_AIM OF THE EXERCISE_.
Below are the records; give again exactly the line with "pixel 826 322.", the line with "pixel 45 329.", and each line that lies between them, and nothing besides.

_SUPPLIED DATA_.

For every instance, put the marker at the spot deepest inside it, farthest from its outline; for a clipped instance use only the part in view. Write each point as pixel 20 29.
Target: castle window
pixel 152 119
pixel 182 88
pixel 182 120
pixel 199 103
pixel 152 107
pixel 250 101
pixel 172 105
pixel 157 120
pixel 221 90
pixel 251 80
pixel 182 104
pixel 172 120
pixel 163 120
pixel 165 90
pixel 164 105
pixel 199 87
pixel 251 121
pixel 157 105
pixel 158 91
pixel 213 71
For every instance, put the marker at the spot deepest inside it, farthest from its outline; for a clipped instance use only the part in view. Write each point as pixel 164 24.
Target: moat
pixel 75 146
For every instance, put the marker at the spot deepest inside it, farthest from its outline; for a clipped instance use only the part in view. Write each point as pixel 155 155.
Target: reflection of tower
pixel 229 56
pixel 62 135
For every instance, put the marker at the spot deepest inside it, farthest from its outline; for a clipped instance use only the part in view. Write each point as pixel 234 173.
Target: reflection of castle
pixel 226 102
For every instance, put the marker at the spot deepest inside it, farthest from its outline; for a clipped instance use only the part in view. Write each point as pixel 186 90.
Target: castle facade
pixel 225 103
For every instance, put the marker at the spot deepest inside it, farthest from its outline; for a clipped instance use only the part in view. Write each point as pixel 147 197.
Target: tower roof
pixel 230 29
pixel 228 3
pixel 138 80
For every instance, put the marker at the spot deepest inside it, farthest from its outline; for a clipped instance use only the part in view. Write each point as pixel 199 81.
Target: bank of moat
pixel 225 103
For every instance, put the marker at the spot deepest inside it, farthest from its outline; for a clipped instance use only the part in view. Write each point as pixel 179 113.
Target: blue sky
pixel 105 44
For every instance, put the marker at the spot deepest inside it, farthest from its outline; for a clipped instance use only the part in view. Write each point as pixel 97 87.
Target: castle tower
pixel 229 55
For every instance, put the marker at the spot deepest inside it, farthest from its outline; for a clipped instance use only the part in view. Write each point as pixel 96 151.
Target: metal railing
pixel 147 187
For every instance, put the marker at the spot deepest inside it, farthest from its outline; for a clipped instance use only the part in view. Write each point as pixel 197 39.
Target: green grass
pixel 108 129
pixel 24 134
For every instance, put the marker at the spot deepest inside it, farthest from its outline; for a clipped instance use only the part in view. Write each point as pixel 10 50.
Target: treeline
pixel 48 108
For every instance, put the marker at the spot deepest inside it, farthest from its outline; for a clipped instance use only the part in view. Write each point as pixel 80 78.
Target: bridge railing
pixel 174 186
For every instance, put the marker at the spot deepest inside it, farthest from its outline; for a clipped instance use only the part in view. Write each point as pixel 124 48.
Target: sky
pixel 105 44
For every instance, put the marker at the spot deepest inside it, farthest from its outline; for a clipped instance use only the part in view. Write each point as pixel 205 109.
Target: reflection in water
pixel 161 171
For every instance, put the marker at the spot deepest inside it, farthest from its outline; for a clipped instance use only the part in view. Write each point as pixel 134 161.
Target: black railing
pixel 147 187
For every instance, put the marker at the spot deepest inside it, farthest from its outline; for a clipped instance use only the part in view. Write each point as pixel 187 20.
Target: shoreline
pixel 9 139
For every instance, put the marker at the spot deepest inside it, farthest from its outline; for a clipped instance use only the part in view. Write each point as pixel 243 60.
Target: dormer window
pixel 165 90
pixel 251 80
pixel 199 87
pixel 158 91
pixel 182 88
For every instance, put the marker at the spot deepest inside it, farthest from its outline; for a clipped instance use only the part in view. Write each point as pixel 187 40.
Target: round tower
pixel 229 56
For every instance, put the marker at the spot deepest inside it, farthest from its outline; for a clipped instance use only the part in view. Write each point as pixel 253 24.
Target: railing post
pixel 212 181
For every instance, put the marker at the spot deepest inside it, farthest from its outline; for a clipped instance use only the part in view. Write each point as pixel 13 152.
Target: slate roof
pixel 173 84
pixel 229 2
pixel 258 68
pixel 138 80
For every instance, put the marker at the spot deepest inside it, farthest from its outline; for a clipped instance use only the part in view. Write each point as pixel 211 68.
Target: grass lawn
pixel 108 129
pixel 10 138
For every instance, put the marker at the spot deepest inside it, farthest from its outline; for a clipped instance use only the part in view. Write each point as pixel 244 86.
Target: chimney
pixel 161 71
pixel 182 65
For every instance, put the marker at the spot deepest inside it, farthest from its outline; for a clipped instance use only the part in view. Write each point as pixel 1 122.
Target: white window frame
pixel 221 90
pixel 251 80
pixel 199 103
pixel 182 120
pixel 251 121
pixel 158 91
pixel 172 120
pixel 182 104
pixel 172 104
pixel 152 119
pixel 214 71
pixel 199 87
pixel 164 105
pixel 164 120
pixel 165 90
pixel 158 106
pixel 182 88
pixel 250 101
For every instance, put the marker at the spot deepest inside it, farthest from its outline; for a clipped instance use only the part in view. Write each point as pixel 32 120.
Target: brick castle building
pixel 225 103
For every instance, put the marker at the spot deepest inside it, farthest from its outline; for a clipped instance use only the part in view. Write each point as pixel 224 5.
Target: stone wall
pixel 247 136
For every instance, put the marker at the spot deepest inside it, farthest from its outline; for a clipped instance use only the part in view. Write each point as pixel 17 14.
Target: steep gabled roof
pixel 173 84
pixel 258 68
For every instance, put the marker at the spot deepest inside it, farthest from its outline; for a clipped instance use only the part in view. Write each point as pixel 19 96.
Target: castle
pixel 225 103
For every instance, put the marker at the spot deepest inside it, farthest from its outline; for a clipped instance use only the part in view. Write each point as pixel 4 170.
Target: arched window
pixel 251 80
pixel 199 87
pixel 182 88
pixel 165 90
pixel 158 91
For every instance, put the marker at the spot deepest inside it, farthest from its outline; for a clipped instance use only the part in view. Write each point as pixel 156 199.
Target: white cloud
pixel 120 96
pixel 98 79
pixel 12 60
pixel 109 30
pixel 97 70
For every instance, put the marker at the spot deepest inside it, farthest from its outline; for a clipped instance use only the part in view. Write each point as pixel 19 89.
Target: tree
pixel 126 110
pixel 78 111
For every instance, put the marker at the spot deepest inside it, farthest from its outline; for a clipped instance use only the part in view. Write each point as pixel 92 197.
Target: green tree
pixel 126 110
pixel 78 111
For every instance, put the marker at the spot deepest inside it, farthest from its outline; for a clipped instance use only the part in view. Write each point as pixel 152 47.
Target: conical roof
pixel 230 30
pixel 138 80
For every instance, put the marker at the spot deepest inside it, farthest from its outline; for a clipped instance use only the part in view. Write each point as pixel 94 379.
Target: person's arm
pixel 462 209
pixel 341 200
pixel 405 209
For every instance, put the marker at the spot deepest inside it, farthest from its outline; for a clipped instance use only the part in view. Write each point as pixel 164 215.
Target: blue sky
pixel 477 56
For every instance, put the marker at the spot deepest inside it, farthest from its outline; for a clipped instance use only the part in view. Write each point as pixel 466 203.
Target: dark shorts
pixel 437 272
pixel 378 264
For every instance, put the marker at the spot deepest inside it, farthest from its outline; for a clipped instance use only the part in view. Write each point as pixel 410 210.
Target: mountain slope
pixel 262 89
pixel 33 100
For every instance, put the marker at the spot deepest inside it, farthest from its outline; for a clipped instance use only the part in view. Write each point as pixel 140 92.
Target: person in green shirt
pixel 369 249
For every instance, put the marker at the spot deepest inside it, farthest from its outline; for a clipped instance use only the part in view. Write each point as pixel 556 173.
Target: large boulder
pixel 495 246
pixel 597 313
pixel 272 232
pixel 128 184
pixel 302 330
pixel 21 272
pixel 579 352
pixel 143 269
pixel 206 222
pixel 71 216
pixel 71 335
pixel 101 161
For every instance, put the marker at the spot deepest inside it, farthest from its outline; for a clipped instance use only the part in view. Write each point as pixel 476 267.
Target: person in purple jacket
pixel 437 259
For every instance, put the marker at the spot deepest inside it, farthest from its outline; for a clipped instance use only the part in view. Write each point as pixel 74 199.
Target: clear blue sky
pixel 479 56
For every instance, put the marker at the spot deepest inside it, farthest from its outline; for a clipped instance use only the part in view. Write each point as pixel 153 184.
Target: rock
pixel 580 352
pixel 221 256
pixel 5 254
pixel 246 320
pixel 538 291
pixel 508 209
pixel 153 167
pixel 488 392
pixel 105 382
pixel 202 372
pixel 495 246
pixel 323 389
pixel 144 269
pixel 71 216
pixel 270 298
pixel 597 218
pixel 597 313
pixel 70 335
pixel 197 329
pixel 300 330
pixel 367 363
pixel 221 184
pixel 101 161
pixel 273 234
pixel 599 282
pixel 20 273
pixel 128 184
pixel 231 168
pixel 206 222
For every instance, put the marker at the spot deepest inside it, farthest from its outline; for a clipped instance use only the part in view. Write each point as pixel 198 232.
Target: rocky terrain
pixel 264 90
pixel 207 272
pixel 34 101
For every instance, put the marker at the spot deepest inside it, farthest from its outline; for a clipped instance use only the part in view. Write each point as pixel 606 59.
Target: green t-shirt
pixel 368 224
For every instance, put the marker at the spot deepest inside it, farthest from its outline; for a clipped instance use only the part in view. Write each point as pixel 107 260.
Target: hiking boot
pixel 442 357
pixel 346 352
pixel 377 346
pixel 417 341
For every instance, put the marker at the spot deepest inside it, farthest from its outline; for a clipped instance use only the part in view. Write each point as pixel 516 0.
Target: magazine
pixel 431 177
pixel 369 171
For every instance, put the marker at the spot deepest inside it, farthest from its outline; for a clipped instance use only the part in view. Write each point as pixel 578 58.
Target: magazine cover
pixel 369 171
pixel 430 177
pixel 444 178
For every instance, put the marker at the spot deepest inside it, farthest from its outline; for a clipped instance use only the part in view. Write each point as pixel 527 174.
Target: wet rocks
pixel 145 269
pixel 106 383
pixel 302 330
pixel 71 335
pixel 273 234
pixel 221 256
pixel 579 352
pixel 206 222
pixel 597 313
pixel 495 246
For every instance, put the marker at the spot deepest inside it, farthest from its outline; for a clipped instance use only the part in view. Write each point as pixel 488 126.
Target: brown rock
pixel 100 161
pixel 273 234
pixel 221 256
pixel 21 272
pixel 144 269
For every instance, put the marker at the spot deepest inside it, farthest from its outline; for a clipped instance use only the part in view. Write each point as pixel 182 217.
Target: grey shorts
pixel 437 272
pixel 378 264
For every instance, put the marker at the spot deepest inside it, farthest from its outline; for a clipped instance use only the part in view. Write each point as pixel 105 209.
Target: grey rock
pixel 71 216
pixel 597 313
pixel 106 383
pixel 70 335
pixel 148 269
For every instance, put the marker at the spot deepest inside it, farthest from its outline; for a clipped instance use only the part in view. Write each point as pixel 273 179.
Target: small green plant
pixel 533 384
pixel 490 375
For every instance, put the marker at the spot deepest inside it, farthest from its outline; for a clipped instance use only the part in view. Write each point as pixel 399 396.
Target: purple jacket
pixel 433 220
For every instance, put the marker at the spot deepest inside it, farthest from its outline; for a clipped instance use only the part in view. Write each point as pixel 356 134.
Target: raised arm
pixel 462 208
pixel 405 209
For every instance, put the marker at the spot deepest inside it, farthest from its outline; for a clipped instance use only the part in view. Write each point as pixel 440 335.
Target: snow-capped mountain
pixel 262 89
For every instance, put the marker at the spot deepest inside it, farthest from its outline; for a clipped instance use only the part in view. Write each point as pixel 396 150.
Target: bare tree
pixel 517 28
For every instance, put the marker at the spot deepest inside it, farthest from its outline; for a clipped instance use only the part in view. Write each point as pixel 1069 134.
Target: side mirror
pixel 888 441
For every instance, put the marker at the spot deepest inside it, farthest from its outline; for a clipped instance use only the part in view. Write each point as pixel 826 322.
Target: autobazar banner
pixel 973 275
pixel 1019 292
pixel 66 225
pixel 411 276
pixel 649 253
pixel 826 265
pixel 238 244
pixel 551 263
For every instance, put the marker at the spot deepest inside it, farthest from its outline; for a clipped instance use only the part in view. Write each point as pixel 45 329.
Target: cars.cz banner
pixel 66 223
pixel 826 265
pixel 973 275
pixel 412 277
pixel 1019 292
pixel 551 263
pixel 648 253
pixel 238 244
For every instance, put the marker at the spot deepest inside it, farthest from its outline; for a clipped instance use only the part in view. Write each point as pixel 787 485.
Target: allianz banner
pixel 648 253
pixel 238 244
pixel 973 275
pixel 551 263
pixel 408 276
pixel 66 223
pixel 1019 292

_ANSWER BOX_.
For every instance, put the marker at the spot deepest inside it, farthest from its outline; for a clipped instance use only the part in view. Write each point as pixel 826 322.
Target: autobazar banner
pixel 973 275
pixel 1019 292
pixel 66 225
pixel 411 276
pixel 649 253
pixel 826 265
pixel 238 244
pixel 551 263
For every instance, put the marker at the spot deepest inside it, farthest from its outline; for a clipped instance use only the part in view. Write each point as pixel 45 329.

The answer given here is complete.